▶ TASK REQUIREMENTS
1. List the groups whose most pressing issues this year's event examines, according to the ERISA forum description.
2. Pick up the ERISA forum description after its final sentence and continue it.

At The Podium
Cigna v. Amara Revisited: The Ongoing Fallout From this Landmark Case and Its Progeny
The 5th National Advanced Forum on Defending and Managing ERISA Litigation, presented by the American Conference Institute, is considered the premier ERISA litigation conference, featuring leading in-house counsel and expert outside defense counsel, as well as federal and state judges from across the nation among others. This year’s event examines the most pressing issues facing plan sponsors, fiduciaries, service providers, insurance companies, and defense lawyers.
This year’s agenda includes panel discussions about increasingly complex theories of liability, mounting requests for attorneys’ fees, continuing scrutiny of and litigation arising from investment decisions, PPACA compliance and litigation concerns, new and emerging regulations affecting disclosures from plan sponsors and service providers, a very sophisticated plaintiffs’ bar, the ongoing fallout from Cigna v. Amara, new developments regarding the 404(c) defense, the impact of Tussey v. ABB, Inc. on fee cases, overwhelming discovery burdens, and preemption complexities, among others.

(Entries drawn from a collection)
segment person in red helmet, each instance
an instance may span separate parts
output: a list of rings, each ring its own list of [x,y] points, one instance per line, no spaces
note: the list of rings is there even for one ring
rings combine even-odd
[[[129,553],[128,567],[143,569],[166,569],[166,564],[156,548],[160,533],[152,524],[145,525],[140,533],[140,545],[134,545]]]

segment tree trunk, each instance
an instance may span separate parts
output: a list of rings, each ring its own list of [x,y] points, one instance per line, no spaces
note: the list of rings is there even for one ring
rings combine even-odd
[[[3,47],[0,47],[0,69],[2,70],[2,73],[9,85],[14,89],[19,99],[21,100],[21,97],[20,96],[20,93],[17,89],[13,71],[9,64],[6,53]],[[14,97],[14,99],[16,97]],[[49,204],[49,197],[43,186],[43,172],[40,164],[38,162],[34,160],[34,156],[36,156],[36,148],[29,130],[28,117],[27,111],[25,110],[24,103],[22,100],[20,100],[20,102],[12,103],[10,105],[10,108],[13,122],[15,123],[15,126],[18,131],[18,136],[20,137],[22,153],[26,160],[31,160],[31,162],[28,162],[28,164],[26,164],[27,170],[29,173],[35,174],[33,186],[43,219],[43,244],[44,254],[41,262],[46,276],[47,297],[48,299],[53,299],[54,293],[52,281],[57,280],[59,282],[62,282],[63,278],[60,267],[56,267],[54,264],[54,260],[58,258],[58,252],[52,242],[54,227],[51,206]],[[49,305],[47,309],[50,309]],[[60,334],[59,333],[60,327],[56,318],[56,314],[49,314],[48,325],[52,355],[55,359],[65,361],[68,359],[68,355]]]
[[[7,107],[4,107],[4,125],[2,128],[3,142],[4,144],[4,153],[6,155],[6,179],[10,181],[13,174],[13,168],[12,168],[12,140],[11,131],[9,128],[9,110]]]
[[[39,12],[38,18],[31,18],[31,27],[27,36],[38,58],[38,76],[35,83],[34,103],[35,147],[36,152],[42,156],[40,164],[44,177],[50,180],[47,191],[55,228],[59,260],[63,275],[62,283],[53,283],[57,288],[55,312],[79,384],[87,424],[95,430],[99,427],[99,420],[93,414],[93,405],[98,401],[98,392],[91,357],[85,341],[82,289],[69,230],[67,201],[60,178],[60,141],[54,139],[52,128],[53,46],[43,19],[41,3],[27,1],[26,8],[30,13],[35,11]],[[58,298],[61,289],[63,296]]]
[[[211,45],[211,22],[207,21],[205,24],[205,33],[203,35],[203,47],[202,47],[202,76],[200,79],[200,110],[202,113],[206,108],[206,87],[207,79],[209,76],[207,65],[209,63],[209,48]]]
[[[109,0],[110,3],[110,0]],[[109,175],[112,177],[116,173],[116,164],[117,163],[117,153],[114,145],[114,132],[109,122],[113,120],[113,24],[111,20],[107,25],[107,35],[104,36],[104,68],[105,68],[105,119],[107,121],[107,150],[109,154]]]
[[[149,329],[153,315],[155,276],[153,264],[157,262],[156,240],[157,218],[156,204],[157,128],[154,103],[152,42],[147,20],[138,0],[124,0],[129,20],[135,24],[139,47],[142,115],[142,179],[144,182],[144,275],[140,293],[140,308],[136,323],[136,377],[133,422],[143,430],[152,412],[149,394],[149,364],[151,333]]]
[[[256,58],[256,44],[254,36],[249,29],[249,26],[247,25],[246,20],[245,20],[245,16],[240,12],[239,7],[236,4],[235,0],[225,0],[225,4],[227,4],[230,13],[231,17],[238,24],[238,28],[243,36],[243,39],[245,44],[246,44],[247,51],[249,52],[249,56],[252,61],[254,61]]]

▶ FINAL ANSWERS
1.
- plan sponsors
- fiduciaries
- service providers
- insurance companies
- defense lawyers

2.
McAfee & Taft trial lawyer Mark Spencer is a featured panelists during the session titled “Cigna v. Amara Revisited: The Ongoing Fallout From this Landmark Case and Its Progeny.” Topics for discussion include:
- Evaluating the developing case law since Amara
- How have the courts interpreted ‘plan terms’?
- Can you look to SPDs and other documents?
- How have the courts come down with respect to remedies?
- Development of remedies under ERISA since Amara
- Equitable relief; plan reformation; detrimental reliance
- How have Amara and its progeny changed the remedies landscape from the plaintiffs viewpoint?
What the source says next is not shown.